EXTRAIT CITÉ:
Dans le cadre des Journées de la Mémoire de l’esclavage à Bordeaux, le Ghana, pays invité, était présent au Musée d’Aquitaine (jeudi 11 mai, 18 h-20 h), sous forme de courts métrages sur les vestiges architecturaux ghanéens hérités de la traite négrière. Les courts métrages projetés au Musée étaient au nombre de trois : Le Fort de Christianborg, Le Fort de Richter, Le Pensionnat religieux d’Osu Salem. Les films ont été réalisés avec la collaboration de Juan Gelas, co-réalisateur des Routes de l’esclavage, 2018, avec Daniel Cattier et Fanny Glissant.
Kaddu Diaspora Média était présent lors de cette rencontre. Pour cette brève entrevue, l’accueil et le contact avec M. Wellington nous ont été facilités par M. Yoann Lopez, Chargé de Mission pour la Politique Mémorielle et la Lutte contre le Racisme à la Mairie de Bordeaux. La traduction a été très aimablement assurée par Juan Gelas.

DONNÉES FOURNIES:
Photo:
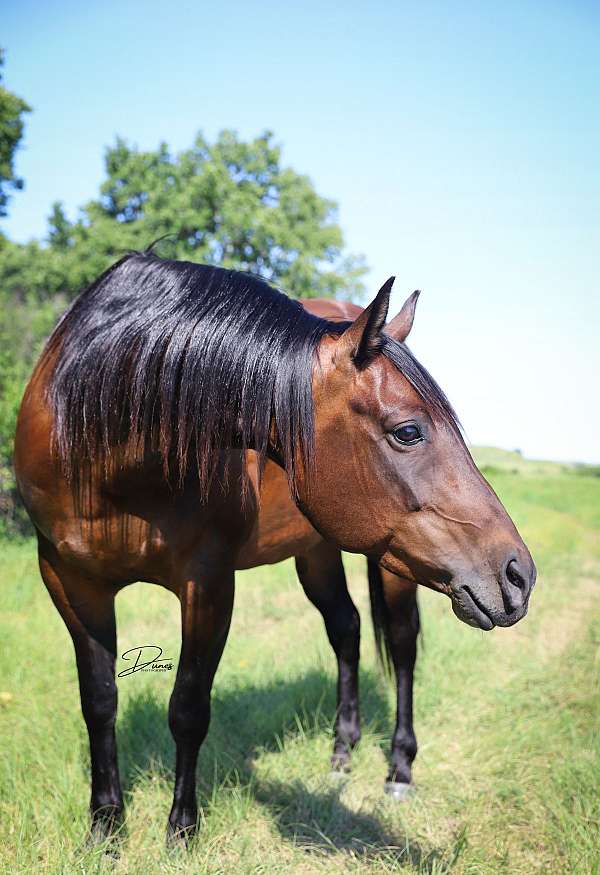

À FAIRE:
[A] Selon le texte sur les Journées de la Mémoire de l'esclavage, combien de courts métrages ont été projetés au Musée d'Aquitaine ?
[B] Reprenez tel quel, dans le texte sur les Journées de la Mémoire de l'esclavage, le passage qui s'ouvre sur les mots contenant « Dans le cadre » et se ferme sur « par Juan Gelas. ».

CORRIGÉ:
[A] Trois.

[B]
Dans le cadre des Journées de la Mémoire de l’esclavage à Bordeaux, le Ghana, pays invité, était présent au Musée d’Aquitaine (jeudi 11 mai, 18 h-20 h), sous forme de courts métrages sur les vestiges architecturaux ghanéens hérités de la traite négrière. Les courts métrages projetés au Musée étaient au nombre de trois : Le Fort de Christianborg, Le Fort de Richter, Le Pensionnat religieux d’Osu Salem. Les films ont été réalisés avec la collaboration de Juan Gelas, co-réalisateur des Routes de l’esclavage, 2018, avec Daniel Cattier et Fanny Glissant.
Kaddu Diaspora Média était présent lors de cette rencontre. Pour cette brève entrevue, l’accueil et le contact avec M. Wellington nous ont été facilités par M. Yoann Lopez, Chargé de Mission pour la Politique Mémorielle et la Lutte contre le Racisme à la Mairie de Bordeaux. La traduction a été très aimablement assurée par Juan Gelas.